▶ _Passage provided_
-- START --
F H card letter b

Saturday, September 25, 2004

I am guilty of being real

I think Sinead O'Connor is one of the finest artists I've ever heard - her first performance on "Saturday Night Live" literally stunned me. "I Do Not Want What I Haven't Got" is played as regularly in our car and home as any Dylan CD we own. But, O'Connor seems to have a genius for not only becoming a object of derision, but also then taking exactly the wrong action to fan the flames.

In response to two recent newspaper articles, one where she apparently called for a ‘national delousing day’ to rid Ireland's children of head lice, a good idea run under the derisory headline, "Sinead’s latest wacky crusade", O'Connor has taken out a full-page advertisment in the Irish national press to complain that she should not be called crazy.

It's an extraordinary document, and O'Connor's very real pain tears across the page. But she apparently never learned what most people learn as children, that the quickest way to get more teasing is to whine about being teased.

The full text of the 2,000 word statement is below:

I am exercising my right ...which is the same as any other person's, to reply when someone has written about them the type of article which Anna Coogan was made to write about myself and my brother Joseph yesterday in the Evening Herald. On foot of my having set out to do something fun and helpful.

I believe that more so called "celebrities" should stand up for themselves when subjected to this type of dismissive abuse which I have been the butt of in this country for twenty years now, without really ever standing up for myself. In an intelligent manner. To me, this issue is not about me, but about the freedom God gave all of us, in fact the DUTY we have, to be ourselves. And we all have the right to be who we are, without being ridiculed and abused every time we set foot out the door to go to work.
-- END --
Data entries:
-- START --
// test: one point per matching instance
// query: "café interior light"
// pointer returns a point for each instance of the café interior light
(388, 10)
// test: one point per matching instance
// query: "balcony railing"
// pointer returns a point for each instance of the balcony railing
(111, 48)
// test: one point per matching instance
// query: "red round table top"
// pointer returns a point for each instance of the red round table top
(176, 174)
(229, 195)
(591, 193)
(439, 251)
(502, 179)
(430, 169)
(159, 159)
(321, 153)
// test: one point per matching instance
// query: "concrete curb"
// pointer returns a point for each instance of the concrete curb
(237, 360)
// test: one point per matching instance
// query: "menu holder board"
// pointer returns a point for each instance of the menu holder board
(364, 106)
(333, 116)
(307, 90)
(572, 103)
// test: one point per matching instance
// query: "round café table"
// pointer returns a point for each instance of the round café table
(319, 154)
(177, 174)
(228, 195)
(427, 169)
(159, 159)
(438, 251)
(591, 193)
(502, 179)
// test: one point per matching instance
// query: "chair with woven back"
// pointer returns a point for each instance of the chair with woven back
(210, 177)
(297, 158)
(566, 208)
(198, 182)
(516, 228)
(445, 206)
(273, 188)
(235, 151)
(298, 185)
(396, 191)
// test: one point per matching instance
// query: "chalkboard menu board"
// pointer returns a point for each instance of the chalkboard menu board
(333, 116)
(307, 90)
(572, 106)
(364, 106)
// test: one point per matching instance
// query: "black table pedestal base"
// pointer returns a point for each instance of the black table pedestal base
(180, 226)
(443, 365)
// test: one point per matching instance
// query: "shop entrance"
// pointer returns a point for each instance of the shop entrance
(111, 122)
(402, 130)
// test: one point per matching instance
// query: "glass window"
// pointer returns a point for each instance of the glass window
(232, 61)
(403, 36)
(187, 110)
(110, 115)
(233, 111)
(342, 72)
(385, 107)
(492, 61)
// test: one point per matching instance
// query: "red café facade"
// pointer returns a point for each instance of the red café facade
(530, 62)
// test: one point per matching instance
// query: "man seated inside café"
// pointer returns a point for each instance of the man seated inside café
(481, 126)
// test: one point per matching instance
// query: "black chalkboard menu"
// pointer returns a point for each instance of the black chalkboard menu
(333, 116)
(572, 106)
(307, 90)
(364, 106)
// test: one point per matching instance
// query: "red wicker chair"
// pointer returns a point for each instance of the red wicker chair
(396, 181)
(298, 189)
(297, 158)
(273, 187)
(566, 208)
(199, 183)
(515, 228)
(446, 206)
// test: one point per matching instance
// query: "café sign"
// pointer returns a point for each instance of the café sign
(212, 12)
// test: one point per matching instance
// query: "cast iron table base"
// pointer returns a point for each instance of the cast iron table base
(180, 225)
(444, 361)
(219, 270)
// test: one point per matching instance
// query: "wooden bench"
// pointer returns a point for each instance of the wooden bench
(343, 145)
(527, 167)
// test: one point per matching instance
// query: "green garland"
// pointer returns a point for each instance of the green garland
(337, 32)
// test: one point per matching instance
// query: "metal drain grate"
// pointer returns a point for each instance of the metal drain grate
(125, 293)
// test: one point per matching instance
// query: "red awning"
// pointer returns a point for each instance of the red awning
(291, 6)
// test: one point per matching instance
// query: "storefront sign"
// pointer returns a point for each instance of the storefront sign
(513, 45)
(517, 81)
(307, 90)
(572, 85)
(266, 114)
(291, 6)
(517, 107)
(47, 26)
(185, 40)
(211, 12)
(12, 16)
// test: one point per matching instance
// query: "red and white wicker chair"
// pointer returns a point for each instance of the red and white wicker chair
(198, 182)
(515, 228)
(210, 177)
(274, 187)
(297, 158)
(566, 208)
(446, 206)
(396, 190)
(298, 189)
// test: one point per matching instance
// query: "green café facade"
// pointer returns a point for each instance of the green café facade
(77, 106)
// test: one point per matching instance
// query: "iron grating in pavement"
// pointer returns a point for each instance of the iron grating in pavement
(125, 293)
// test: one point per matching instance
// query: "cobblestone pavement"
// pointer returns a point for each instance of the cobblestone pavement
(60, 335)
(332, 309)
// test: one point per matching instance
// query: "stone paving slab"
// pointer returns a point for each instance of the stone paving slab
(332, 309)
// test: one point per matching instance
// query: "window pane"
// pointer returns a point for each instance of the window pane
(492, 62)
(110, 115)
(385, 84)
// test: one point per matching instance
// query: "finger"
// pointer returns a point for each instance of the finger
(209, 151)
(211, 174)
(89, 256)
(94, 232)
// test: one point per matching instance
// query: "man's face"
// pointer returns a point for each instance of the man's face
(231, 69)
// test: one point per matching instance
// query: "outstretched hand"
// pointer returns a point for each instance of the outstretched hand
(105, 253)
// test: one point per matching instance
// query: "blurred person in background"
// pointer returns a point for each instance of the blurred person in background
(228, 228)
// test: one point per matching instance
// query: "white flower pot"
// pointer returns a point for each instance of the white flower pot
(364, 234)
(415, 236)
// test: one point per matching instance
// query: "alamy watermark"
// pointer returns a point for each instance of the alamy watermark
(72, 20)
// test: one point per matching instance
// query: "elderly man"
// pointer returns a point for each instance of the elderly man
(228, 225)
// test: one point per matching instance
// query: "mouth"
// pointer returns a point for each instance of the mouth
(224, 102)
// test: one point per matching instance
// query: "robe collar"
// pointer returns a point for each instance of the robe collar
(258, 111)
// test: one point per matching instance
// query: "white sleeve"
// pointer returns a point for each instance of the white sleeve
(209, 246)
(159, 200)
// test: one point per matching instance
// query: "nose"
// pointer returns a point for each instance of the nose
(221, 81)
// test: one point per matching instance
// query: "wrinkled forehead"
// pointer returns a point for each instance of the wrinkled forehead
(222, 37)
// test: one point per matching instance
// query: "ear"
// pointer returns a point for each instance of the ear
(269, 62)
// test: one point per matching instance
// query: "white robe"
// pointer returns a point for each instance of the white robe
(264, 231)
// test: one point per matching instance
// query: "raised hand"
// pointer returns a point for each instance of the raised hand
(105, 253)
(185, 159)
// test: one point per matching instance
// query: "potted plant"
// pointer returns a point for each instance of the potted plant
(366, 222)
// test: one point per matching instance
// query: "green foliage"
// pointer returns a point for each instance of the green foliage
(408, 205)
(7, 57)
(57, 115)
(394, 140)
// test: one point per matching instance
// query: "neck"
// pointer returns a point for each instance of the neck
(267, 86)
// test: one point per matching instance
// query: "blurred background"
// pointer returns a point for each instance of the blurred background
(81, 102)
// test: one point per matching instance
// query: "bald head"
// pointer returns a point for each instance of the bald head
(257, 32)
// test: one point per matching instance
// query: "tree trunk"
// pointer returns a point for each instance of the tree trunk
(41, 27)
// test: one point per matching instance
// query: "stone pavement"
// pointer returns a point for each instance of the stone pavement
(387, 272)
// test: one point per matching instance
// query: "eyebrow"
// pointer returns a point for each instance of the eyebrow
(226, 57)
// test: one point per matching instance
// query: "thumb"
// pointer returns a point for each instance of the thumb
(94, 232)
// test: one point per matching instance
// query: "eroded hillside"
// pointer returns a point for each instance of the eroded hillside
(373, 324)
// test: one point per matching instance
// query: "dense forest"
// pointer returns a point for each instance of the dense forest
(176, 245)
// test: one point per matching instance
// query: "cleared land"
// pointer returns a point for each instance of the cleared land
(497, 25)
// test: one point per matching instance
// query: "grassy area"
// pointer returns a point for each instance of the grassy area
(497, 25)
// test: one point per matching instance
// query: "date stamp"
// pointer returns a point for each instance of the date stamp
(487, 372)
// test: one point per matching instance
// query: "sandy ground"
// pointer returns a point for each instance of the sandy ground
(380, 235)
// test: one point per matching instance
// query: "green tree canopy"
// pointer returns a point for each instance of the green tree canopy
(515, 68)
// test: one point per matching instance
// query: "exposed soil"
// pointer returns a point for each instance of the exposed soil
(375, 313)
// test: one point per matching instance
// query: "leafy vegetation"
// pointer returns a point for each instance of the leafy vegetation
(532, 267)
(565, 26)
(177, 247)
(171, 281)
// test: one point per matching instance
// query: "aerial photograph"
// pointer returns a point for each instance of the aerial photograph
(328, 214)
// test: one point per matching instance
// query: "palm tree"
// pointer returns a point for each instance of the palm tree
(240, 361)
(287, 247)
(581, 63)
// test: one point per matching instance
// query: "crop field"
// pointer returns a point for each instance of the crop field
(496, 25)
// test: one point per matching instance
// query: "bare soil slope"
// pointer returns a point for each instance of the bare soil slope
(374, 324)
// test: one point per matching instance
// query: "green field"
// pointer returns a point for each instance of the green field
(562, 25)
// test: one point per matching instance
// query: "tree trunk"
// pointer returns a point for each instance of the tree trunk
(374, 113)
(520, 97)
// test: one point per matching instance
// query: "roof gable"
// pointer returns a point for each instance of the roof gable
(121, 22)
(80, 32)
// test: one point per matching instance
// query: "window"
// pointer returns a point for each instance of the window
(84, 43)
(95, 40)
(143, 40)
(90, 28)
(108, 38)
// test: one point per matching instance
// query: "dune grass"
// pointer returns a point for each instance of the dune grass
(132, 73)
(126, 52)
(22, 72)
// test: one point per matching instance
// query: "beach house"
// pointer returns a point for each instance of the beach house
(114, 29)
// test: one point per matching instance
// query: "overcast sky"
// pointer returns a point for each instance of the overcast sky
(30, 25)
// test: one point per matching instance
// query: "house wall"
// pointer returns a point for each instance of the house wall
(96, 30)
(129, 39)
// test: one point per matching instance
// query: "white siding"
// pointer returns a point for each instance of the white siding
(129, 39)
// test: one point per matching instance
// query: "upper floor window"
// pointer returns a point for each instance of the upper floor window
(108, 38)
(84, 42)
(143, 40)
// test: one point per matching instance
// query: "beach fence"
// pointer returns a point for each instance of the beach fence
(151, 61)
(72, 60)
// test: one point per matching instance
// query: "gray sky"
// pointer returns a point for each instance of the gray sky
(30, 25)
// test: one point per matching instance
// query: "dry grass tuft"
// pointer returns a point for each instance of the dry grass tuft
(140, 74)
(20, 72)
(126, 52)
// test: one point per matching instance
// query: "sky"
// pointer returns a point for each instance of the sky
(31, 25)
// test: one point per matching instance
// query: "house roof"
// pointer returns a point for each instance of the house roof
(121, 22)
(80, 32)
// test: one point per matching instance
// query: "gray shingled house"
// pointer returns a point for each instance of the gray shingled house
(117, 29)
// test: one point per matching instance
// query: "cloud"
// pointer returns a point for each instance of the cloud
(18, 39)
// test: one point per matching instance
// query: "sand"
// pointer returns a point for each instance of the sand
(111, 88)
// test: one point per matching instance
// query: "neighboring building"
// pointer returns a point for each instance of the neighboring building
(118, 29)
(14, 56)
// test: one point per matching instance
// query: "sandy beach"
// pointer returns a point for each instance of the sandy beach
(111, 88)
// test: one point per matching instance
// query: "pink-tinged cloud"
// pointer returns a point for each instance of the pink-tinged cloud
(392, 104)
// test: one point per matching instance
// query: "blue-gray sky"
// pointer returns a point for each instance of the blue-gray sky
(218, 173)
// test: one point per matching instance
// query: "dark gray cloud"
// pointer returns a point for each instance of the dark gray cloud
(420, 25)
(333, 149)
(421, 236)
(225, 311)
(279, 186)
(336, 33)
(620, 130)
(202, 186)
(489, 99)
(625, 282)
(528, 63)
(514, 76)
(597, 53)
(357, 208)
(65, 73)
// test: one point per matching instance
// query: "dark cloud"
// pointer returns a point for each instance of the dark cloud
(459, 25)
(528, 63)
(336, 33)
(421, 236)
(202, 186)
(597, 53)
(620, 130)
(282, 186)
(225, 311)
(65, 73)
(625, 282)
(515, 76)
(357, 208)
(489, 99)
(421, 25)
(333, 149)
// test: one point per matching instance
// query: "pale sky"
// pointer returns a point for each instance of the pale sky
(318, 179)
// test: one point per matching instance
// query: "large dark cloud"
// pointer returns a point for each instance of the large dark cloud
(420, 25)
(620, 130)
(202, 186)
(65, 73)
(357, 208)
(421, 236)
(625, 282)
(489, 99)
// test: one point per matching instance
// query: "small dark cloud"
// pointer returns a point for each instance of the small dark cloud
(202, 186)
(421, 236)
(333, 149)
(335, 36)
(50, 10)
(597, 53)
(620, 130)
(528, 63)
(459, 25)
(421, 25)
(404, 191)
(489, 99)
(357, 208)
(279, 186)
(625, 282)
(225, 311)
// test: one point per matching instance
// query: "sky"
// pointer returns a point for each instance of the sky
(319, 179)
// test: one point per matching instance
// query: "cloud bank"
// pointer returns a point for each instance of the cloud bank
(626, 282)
-- END --
▶ _Set task 1_
In the post about Sinead O'Connor's newspaper statement, what did she do in response to the two recent articles?
▶ _Set task 2_
Continue the post about Sinead O'Connor's newspaper statement from where it stops.

▶ _Reply 1_
She took out a full-page advertisement in the Irish national press to complain that she should not be called crazy.

▶ _Reply 2_
I have been the whipping post of Ireland's media for twenty years. I don’t think there can be any person male or female from this country who has been as consistently lashed as I have been and always am no matter what I set out to do. And what have I done to deserve these lashings? I have not behaved the way a woman is supposed to behave. I have refused before God to take no for an answer whenever it is because I am a woman. And if I complain about being abused by the media ye blame me for it. And say the abuse is my fault. I do not accept that.

If ye all think I am such a crazy person why do ye use me to sell your papers? Why do you bother writing about me at all? It doesn’t make sense.

And because having been raised in the era of Gay Byrne and Marian Finucane, in an Ireland which was allowed to voice its true self before the age of tabloid news. Our hands have always been encouraged in this country, to be raised and what I adore about my country is that very thing, that we voice our selves and we do so because we were given that gift by RTE telifis Eireann, in an era when nobody else would give it. I grew up in that age, where old men fired off letters to newspapers and one would think nothing of finding one's father exercising HIS right to speak. I am proud of being my father’s and my country's daughter.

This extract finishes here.